Document excerpt
Solaris Volume Manager Administration Guide

Chapter 14 RAID 5 Volumes (Overview)

This chapter provides conceptual information about Solaris Volume Manager RAID 5 volumes. For information about performing related tasks, see Chapter 15, RAID 5 Volumes (Tasks).

This chapter contains the following:

Overview of RAID 5 Volumes

RAID level 5 is similar to striping, but with parity data distributed across all components (disk or logical volume). If a component fails, the data on the failed component can be rebuilt from the distributed data and parity information on the other components. In Solaris Volume Manager, a RAID 5 volume is a volume that supports RAID level 5.

A RAID 5 volume uses storage capacity equivalent to one component in the volume to store redundant information (parity) about user data stored on the remainder of the RAID 5 volume's components. That is, if you have three components, the equivalent of one will be used for the parity information. If you have five components, then the equivalent of one will be used for parity information. The parity is distributed across all components in the volume. Like a mirror, a RAID 5 volume increases data availability, but with a minimum of cost in terms of hardware and only a moderate penalty for write operations. However, you cannot use a RAID 5 volume for root (/), /usr, and swap, or for existing file systems.

Solaris Volume Manager automatically resynchronizes a RAID 5 volume when you replace an existing component. Solaris Volume Manager also resynchronizes RAID 5 volumes during rebooting if a system failure or panic took place.

Example—RAID 5 Volume

Figure 14–1 shows a RAID 5 volume, d40.

The first three data chunks are written to Disks A through C. The next chunk that is written is a parity chunk, written to Drive D, which consists of an exclusive OR of the first three chunks of data. This pattern of writing data and parity chunks results in both data and parity being spread across all disks in the RAID 5 volume. Each drive can be read independently. The parity protects against a single disk failure. If each disk in this example were 2 Gbytes, the total capacity of d40 would be 6 Gbytes. (One drive's worth of space is allocated to parity.)

Figure 14–1 RAID 5 Volume Example

Diagram shows how several components are combined and
parity introduced to present a RAID 5 volume for use.

Example—Concatenated (Expanded) RAID 5 Volume

The following figure shows an example of an RAID 5 volume that initially consisted of four disks (components). A fifth disk has been dynamically concatenated to the volume to expand the RAID 5 volume.

Figure 14–2 Expanded RAID 5 Volume Example

Diagram shows how additional components can be concatenated
onto a RAID 5 volume to provide a larger volume with redundancy.

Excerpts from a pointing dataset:
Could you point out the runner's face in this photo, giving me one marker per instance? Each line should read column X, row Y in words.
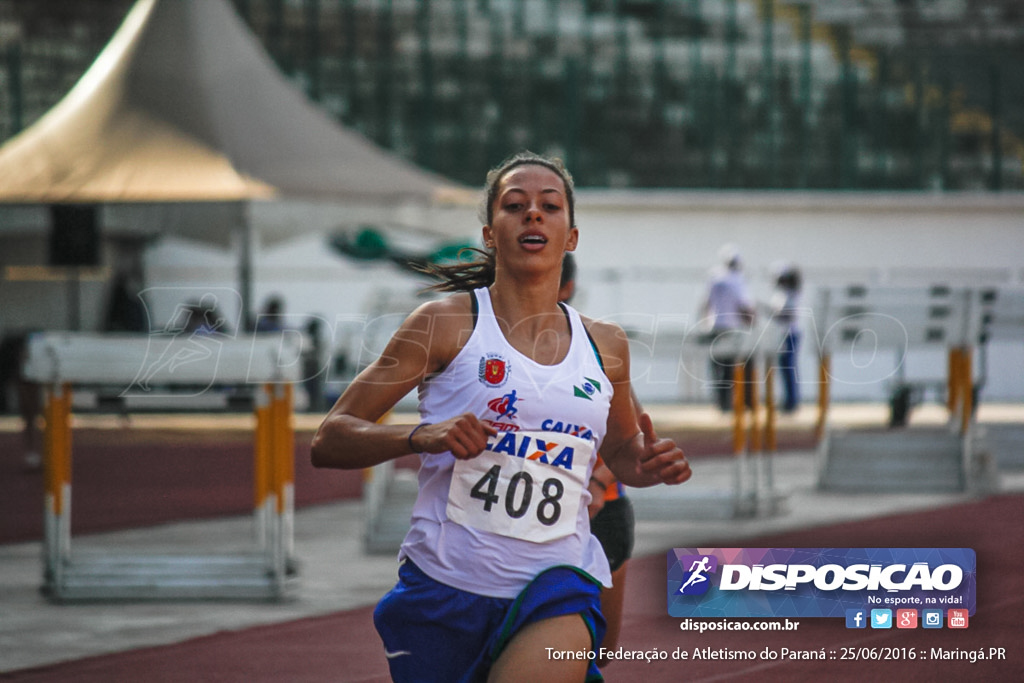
column 529, row 219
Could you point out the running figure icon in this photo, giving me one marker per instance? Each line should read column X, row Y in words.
column 697, row 570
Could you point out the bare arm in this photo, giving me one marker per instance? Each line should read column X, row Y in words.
column 631, row 450
column 350, row 437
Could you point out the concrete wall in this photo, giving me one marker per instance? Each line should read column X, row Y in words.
column 643, row 257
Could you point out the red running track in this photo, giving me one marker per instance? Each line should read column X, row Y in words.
column 343, row 647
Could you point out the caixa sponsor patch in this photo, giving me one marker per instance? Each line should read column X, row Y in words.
column 816, row 582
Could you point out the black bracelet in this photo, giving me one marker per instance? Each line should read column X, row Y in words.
column 415, row 429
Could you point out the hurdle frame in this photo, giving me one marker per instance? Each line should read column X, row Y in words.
column 265, row 571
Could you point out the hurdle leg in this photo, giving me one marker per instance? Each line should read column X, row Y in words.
column 262, row 503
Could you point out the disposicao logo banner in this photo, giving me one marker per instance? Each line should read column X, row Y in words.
column 817, row 582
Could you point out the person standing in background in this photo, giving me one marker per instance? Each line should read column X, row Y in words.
column 728, row 309
column 785, row 312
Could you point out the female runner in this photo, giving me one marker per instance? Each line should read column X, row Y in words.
column 499, row 575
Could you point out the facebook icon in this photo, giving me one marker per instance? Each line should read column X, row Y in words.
column 856, row 619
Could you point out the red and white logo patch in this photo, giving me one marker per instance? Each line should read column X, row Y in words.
column 494, row 370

Requirements
(a) Answer the following questions using the RAID 5 volumes overview above the entries, one answer per line and marked alike:
(i) For which file systems does the overview say a RAID 5 volume cannot be used?
(ii) What total capacity would d40 have if each disk were 2 Gbytes?
(iii) How many disks did the expanded RAID 5 volume initially consist of?
(b) Quote the passage of the RAID 5 volumes overview, found above the entries, starting at "Solaris Volume Manager automatically" and ending at "5 volume, d40.".
(c) Write the next part of the RAID 5 volumes overview shown above the entries, starting right after its final sentence.

Answers to the exercise
(a)
(i) Root (/), /usr, and swap, as well as existing file systems.
(ii) 6 Gbytes.
(iii) Four disks.

(b)
Solaris Volume Manager automatically resynchronizes a RAID 5 volume when you replace an existing component. Solaris Volume Manager also resynchronizes RAID 5 volumes during rebooting if a system failure or panic took place.

Example—RAID 5 Volume

Figure 14–1 shows a RAID 5 volume, d40.

(c)
The parity areas are allocated when the initial RAID 5 volume is created. One component's worth of space is allocated to parity, although the actual parity blocks are distributed across all of the original components to distribute I/O. When you concatenate additional components to the RAID, the additional space is devoted entirely to data. No new parity blocks are allocated. The data on the concatenated components is, however, included in the parity calculations, so it is protected against single device failures.

Concatenated RAID 5 volumes are not suited for long-term use. Use a concatenated RAID 5 volume until it is possible to reconfigure a larger RAID 5 volume and copy the data to the larger volume.

Note –

When you add a new component to a RAID 5 volume, Solaris Volume Manager “zeros” all the blocks in that component. This process ensures that the parity will protect the new data. As data is written to the additional space, Solaris Volume Manager includes it in the parity calculations.

Background Information for Creating RAID 5 Volumes

When you work with RAID 5 volumes, consider the Requirements for RAID 5 Volumes and Guidelines for RAID 5 Volumes. Many striping guidelines also apply to RAID 5 volume configurations. See RAID 0 Volume Requirements.

Requirements for RAID 5 Volumes

A RAID 5 volume must consist of at least three components. The more components a RAID 5 volume contains, however, the longer read and write operations take when a component fails.
RAID 5 volumes cannot be striped, concatenated, or mirrored.
Do not create a RAID 5 volume from a component that contains an existing file system. Doing so will erase the data during the RAID 5 initialization process.
When you create a RAID 5 volume, you can define the interlace value. If not specified, the interlace value is 16 Kbytes. This value is reasonable for most applications.
A RAID 5 volume (with no hot spares) can only handle a single component failure.
When you create RAID 5 volumes, use components across separate controllers, because controllers and associated cables tend to fail more often than disks.
Use components of the same size. Creating a RAID 5 volume with components of different sizes results in unused disk space.

Guidelines for RAID 5 Volumes

Because of the complexity of parity calculations, volumes with greater than about 20 percent writes should probably not be RAID 5 volumes. If data redundancy on a write-heavy volume is needed, consider mirroring.
If the different components in the RAID 5 volume reside on different controllers and the accesses to the volume are primarily large sequential accesses, then setting the interlace value to 32 Kbytes might improve performance.
You can expand a RAID 5 volume by concatenating additional components to the volume. Concatenating a new component to an existing RAID 5 decreases the overall performance of the volume because the data on concatenations is sequential. Data is not striped across all components. The original components of the volume have data and parity striped across all components. This striping is lost for the concatenated component, although the data is still recoverable from errors because the parity is used during the component I/O. The resulting RAID 5 volume continues to handle a single component failure.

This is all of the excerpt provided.